*Directions for this task*: Extract each record and reproduce it exactly.
# start of Material for this task
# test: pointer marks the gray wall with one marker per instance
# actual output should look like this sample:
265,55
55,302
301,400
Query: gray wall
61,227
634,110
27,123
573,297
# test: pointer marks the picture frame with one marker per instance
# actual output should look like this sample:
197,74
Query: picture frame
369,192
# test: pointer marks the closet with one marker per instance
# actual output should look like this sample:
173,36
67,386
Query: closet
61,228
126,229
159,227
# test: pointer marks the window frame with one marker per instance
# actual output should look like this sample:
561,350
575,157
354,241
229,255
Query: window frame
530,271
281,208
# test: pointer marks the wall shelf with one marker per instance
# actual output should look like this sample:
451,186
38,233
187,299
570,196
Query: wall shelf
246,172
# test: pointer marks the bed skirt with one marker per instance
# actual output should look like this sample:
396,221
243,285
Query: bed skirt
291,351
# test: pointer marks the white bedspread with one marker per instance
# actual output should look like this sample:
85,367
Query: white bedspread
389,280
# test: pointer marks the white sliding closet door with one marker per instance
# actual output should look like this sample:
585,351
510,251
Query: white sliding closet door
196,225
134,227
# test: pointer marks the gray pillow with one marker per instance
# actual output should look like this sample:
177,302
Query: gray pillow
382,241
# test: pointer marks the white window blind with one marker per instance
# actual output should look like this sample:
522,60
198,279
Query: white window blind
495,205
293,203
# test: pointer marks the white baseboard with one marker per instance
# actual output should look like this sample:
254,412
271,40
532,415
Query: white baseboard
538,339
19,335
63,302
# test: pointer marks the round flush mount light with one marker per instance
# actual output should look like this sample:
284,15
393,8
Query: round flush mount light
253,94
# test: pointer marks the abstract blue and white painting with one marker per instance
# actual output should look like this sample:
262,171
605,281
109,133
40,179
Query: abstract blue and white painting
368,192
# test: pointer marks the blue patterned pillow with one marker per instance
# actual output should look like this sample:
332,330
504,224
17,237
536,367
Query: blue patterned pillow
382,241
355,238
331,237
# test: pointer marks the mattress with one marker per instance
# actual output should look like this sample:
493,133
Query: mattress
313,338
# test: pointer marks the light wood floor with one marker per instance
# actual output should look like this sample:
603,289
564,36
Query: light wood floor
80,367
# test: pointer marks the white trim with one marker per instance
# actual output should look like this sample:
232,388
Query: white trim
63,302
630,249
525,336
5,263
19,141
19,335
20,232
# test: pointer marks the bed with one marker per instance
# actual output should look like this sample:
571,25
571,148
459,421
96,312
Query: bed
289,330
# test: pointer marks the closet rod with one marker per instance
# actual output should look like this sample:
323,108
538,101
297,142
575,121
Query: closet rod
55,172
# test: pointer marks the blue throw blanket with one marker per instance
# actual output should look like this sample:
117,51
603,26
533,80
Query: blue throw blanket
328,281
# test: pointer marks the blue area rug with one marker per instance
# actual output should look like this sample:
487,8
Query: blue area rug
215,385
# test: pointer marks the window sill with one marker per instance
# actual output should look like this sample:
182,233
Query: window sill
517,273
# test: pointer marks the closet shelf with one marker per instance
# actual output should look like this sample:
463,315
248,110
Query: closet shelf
# end of Material for this task
*Written answer*:
# test: pointer marks the gray wall with one marker per instance
# actual output should look like this sample:
265,55
55,302
301,400
Query: gray wall
61,227
634,110
27,123
573,297
# test: pointer marks the picture frame with one marker per instance
# actual output should look like this sample:
197,74
Query: picture frame
369,192
# test: pointer marks the closet with one marker per instance
# actual output should look like this sample:
173,36
67,386
Query: closet
61,228
126,229
159,227
# test: pointer marks the window frame with one marker per instance
# actual output should look like this sample:
561,350
575,157
354,241
229,255
Query: window frame
530,271
281,208
# test: pointer marks the wall shelf with one marker per instance
# actual output should look like this sample:
451,186
38,233
187,299
570,196
Query: wall shelf
246,172
# test: pointer marks the bed skirt with one marker per instance
# actual output should look like this sample:
396,221
243,285
Query: bed skirt
291,351
# test: pointer marks the white bedspread with one marker per instance
# actual output should look like this sample:
85,367
Query: white bedspread
389,280
# test: pointer marks the white sliding closet door with one marker per instance
# actual output should look like this sample:
585,351
510,251
Query: white sliding closet door
196,225
134,227
# test: pointer marks the gray pillow with one marker per instance
# actual output should look like this sample:
177,302
Query: gray pillow
382,241
# test: pointer marks the white window blind with one marker per instance
# actual output should look like this sample:
522,60
198,279
Query: white window blind
495,205
293,203
# test: pointer marks the white baseboard with one marker per instance
# actual output should look like this sample:
254,412
271,40
532,415
Query: white baseboard
538,339
19,335
63,302
# test: pointer marks the round flush mount light with one marker per instance
# actual output should look like this sample:
284,15
393,8
Query: round flush mount light
253,94
# test: pointer marks the abstract blue and white painting with one marker per instance
# actual output should look like this sample:
262,171
605,281
109,133
40,179
Query: abstract blue and white painting
368,192
# test: pointer marks the blue patterned pillow with one marker per instance
# actual output should look like this sample:
332,330
504,224
17,237
536,367
Query: blue patterned pillow
382,241
355,238
331,237
# test: pointer marks the mattress with one marker per instance
# actual output should look like this sample:
493,133
Query: mattress
313,338
# test: pointer marks the light wood floor with one marker per instance
# actual output should look like this sample:
603,289
564,36
Query: light wood floor
80,367
# test: pointer marks the white trim with one marker per instance
# actual output should look like this sample:
232,388
Query: white trim
63,302
630,249
525,336
5,263
19,141
19,335
20,232
# test: pointer marks the bed with one marker per instance
# actual output should look like this sample:
571,25
571,148
459,421
96,312
Query: bed
289,330
# test: pointer marks the closet rod with one marker per instance
# actual output should look like this sample:
323,108
538,101
297,142
575,121
Query: closet rod
55,172
# test: pointer marks the blue throw blanket with one marker per instance
# actual output should look like this sample:
117,51
603,26
533,80
Query: blue throw blanket
328,281
# test: pointer marks the blue area rug with one marker per instance
# actual output should look like this sample:
487,8
Query: blue area rug
215,385
# test: pointer marks the window sill with one marker per instance
# actual output should look like this sample:
182,233
Query: window sill
517,273
# test: pointer marks the closet shelf with one marker per instance
# actual output should look like this sample:
463,315
248,110
Query: closet shelf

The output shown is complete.